**Set task**
Print out each entry below exactly, please.

**Point annotation dataset records**
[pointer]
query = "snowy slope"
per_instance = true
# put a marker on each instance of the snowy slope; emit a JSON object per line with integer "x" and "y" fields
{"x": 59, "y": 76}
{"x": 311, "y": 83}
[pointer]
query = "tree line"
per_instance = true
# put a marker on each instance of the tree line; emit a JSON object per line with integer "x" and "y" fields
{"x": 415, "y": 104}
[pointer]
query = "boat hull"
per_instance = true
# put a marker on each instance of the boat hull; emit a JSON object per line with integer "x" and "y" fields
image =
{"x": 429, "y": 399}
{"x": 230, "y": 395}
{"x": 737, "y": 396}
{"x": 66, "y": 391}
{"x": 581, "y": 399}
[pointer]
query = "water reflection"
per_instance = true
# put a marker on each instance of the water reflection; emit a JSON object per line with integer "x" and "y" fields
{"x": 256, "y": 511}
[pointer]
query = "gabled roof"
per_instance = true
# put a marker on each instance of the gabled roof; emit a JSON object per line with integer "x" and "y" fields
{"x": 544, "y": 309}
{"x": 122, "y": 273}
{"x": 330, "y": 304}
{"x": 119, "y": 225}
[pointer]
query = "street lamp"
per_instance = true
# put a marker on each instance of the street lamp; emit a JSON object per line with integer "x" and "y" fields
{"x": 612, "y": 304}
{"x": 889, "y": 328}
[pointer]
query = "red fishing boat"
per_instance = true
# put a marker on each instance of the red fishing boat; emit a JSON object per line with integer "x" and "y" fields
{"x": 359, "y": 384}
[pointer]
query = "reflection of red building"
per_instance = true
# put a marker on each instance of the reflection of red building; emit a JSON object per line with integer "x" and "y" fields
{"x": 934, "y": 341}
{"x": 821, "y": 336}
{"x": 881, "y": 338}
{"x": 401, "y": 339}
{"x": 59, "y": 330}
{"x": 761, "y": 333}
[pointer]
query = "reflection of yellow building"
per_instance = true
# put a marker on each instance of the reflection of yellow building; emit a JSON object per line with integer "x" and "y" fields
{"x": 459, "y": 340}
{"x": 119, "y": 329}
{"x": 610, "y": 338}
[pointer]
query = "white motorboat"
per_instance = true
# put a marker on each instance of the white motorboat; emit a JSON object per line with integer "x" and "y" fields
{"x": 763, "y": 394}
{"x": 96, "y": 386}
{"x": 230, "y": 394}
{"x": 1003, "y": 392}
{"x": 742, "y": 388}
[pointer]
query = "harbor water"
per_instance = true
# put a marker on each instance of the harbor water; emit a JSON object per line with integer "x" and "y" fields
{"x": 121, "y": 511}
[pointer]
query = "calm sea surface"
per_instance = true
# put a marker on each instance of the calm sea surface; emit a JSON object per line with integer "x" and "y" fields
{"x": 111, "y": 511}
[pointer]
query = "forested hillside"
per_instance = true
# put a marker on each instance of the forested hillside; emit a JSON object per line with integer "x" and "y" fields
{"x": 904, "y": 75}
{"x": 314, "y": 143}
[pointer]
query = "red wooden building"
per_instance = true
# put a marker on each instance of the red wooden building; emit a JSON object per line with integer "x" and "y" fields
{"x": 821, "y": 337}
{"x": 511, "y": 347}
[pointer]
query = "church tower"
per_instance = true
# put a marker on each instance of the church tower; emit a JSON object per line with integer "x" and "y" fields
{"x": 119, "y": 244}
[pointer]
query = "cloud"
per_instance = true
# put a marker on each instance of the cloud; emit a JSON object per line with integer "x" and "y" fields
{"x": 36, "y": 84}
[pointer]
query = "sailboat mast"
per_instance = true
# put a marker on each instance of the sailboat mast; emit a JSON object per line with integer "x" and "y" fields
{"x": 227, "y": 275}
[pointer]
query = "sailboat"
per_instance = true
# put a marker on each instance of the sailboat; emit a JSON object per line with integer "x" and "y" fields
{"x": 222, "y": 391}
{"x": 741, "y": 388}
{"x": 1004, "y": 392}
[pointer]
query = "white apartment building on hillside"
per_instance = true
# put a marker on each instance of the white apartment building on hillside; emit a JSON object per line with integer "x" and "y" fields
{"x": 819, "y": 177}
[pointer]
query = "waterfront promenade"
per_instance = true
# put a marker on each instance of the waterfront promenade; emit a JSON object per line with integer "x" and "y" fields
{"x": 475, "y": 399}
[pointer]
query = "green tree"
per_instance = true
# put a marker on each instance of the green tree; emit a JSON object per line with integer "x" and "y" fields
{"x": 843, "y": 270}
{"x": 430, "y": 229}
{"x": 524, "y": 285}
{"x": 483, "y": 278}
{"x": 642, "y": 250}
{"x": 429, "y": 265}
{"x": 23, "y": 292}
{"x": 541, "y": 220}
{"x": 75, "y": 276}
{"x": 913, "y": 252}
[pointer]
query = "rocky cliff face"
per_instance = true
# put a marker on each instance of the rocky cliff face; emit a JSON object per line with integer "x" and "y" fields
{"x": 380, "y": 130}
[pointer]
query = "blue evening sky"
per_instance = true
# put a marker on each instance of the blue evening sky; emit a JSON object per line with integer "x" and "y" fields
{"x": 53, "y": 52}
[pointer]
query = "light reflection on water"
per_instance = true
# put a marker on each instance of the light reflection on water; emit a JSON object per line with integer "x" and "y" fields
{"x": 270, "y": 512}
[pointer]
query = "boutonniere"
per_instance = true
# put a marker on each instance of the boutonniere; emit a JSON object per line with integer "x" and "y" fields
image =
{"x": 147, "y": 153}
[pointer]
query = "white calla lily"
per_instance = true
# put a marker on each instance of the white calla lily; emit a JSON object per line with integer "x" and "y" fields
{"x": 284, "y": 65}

**Response**
[pointer]
query = "snowy slope"
per_instance = true
# put a marker on each instance of the snowy slope; emit a JSON object per line with integer "x" and "y" fields
{"x": 59, "y": 76}
{"x": 311, "y": 83}
[pointer]
query = "tree line"
per_instance = true
# put a marker on each instance of the tree line; emit a JSON object per line with integer "x" and "y" fields
{"x": 415, "y": 104}
[pointer]
query = "boat hull"
per_instance = true
# put a marker on each instance of the boat hull; emit a JSON object per line with integer "x" and "y" fields
image =
{"x": 429, "y": 399}
{"x": 230, "y": 395}
{"x": 737, "y": 396}
{"x": 66, "y": 391}
{"x": 581, "y": 399}
[pointer]
query = "water reflection"
per_instance = true
# put a marker on each instance of the water reflection; emit a JSON object per line with integer "x" and "y" fields
{"x": 256, "y": 511}
[pointer]
query = "gabled roof"
per_instance = true
# put a marker on each instance of the gabled roof; emit a JSON object per line with integer "x" and "y" fields
{"x": 544, "y": 309}
{"x": 122, "y": 273}
{"x": 330, "y": 304}
{"x": 119, "y": 225}
[pointer]
query = "street lamp"
per_instance = true
# put a marker on each instance of the street lamp; emit a JSON object per line with integer "x" and "y" fields
{"x": 612, "y": 304}
{"x": 889, "y": 328}
[pointer]
query = "red fishing boat"
per_instance = true
# put a marker on each instance of the red fishing boat; emit a JSON object per line with integer "x" and "y" fields
{"x": 359, "y": 384}
[pointer]
query = "reflection of red building"
per_instance = true
# put a marker on each instance of the reflection of red building; emit a JSON object per line with integer "x" and "y" fields
{"x": 934, "y": 341}
{"x": 821, "y": 336}
{"x": 881, "y": 338}
{"x": 401, "y": 339}
{"x": 59, "y": 330}
{"x": 761, "y": 333}
[pointer]
query = "reflection of yellow building"
per_instance = true
# put a marker on each instance of the reflection of yellow building; emit a JSON object per line with integer "x" and "y" fields
{"x": 459, "y": 340}
{"x": 119, "y": 329}
{"x": 610, "y": 338}
[pointer]
query = "white motorboat"
per_instance = true
# put a marker on each instance of the white motorboat; emit a JSON object per line with integer "x" and "y" fields
{"x": 763, "y": 394}
{"x": 96, "y": 386}
{"x": 230, "y": 394}
{"x": 1003, "y": 392}
{"x": 742, "y": 388}
[pointer]
query = "harbor water"
per_instance = true
# put a marker on each instance of the harbor water; emit a JSON object per line with integer "x" and "y" fields
{"x": 121, "y": 511}
[pointer]
query = "calm sea surface"
per_instance = true
# put a marker on each instance of the calm sea surface; emit a JSON object per line with integer "x" and "y" fields
{"x": 111, "y": 511}
[pointer]
query = "forested hillside"
per_instance = true
# put a marker on each instance of the forested hillside; emit a JSON object per line with integer "x" and "y" fields
{"x": 904, "y": 75}
{"x": 314, "y": 143}
[pointer]
query = "red wooden building"
per_instance = true
# put a marker on each instance of the red wooden building; emit a JSON object per line with integer "x" and "y" fields
{"x": 821, "y": 337}
{"x": 511, "y": 347}
[pointer]
query = "church tower"
per_instance = true
# put a marker on each instance of the church tower; emit a JSON object per line with integer "x" and "y" fields
{"x": 119, "y": 244}
[pointer]
query = "cloud"
per_instance = true
# put a marker on each instance of the cloud; emit a JSON object per line with integer "x" and "y" fields
{"x": 36, "y": 84}
[pointer]
query = "sailboat mast"
per_instance = true
# put a marker on each instance of the sailboat mast; emit a JSON object per line with integer "x" and "y" fields
{"x": 227, "y": 275}
[pointer]
query = "sailboat"
per_instance = true
# put a marker on each instance of the sailboat; emit a JSON object per line with integer "x" and "y" fields
{"x": 222, "y": 391}
{"x": 741, "y": 388}
{"x": 1004, "y": 392}
[pointer]
query = "white apartment building on hillside"
per_instance = true
# put a marker on each instance of the white apartment building on hillside; emit a JSON object per line with integer "x" and "y" fields
{"x": 819, "y": 177}
[pointer]
query = "waterfront promenade"
per_instance = true
# put a marker on each instance of the waterfront promenade; emit a JSON object per line with integer "x" and "y" fields
{"x": 475, "y": 399}
[pointer]
query = "green tree"
per_instance = true
# put a marker on each instance of the green tree; emit a JSON object per line with integer "x" and "y" fields
{"x": 843, "y": 270}
{"x": 430, "y": 229}
{"x": 524, "y": 285}
{"x": 483, "y": 278}
{"x": 642, "y": 250}
{"x": 429, "y": 265}
{"x": 23, "y": 292}
{"x": 541, "y": 220}
{"x": 75, "y": 276}
{"x": 913, "y": 252}
[pointer]
query = "rocky cliff face"
per_instance = true
# put a marker on each instance of the rocky cliff face; emit a JSON object per line with integer "x" and "y" fields
{"x": 380, "y": 130}
[pointer]
query = "blue evening sky"
per_instance = true
# put a marker on each instance of the blue evening sky; emit a JSON object per line with integer "x" and "y" fields
{"x": 53, "y": 52}
[pointer]
query = "light reflection on water"
per_instance = true
# put a marker on each instance of the light reflection on water; emit a JSON object per line with integer "x" and "y" fields
{"x": 270, "y": 512}
[pointer]
query = "boutonniere"
per_instance = true
# put a marker on each instance of the boutonniere; emit a JSON object per line with integer "x" and "y" fields
image =
{"x": 147, "y": 153}
[pointer]
query = "white calla lily"
per_instance = true
# put a marker on each instance of the white calla lily; emit a JSON object per line with integer "x" and "y" fields
{"x": 284, "y": 65}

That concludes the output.